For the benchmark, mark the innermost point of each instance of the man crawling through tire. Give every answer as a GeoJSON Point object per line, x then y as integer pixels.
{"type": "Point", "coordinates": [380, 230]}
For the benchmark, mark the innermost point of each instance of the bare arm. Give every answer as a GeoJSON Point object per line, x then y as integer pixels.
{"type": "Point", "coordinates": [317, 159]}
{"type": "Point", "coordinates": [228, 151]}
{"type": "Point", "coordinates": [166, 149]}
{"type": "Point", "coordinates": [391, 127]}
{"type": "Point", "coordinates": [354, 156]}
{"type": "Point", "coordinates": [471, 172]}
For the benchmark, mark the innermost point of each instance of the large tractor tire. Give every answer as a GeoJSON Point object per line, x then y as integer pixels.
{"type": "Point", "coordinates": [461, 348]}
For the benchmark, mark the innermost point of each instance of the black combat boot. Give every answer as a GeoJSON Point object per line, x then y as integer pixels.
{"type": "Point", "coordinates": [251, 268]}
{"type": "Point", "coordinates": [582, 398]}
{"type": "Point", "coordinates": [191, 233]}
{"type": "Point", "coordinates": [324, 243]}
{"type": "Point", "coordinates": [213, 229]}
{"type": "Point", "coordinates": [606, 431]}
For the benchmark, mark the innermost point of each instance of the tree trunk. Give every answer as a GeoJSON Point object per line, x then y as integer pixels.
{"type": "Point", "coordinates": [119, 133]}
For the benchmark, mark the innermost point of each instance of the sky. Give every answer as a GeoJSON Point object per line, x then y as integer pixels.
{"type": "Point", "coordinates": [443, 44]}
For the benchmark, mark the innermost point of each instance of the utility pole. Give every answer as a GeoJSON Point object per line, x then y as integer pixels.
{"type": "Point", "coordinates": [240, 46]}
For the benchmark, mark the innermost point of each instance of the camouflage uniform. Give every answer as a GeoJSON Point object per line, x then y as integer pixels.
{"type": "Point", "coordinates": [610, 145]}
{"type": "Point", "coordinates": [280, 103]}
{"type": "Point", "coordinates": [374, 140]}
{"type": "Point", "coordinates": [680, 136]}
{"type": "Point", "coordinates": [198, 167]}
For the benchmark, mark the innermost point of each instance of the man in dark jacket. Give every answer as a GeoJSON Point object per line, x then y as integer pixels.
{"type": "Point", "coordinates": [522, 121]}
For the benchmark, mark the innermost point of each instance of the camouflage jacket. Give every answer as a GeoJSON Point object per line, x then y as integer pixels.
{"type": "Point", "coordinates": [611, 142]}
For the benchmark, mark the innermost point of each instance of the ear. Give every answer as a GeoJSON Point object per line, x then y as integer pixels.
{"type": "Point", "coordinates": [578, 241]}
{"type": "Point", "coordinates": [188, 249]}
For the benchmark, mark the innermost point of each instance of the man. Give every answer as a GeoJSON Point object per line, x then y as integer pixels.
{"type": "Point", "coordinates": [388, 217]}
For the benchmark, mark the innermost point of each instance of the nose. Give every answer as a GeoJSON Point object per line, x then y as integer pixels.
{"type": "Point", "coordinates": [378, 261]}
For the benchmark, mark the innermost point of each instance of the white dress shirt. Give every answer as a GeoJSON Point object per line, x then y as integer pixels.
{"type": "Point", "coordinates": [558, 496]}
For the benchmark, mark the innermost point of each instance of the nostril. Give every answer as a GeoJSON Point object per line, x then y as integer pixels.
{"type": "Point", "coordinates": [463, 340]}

▬▬▬▬▬▬

Convert the lines of the data above, from the line containing "of the white" through the last line of the data, both included, into a numbered list that leaves out any blank lines.

1. For the benchmark, mark the innermost point of each instance of the white dress shirt. Give every answer as a GeoJSON Point object per line, x then y as integer pixels.
2. {"type": "Point", "coordinates": [558, 496]}
3. For the benchmark, mark the innermost point of each instance of the nostril. Give every answer as a GeoJSON Point object per line, x then y as integer pixels.
4. {"type": "Point", "coordinates": [463, 340]}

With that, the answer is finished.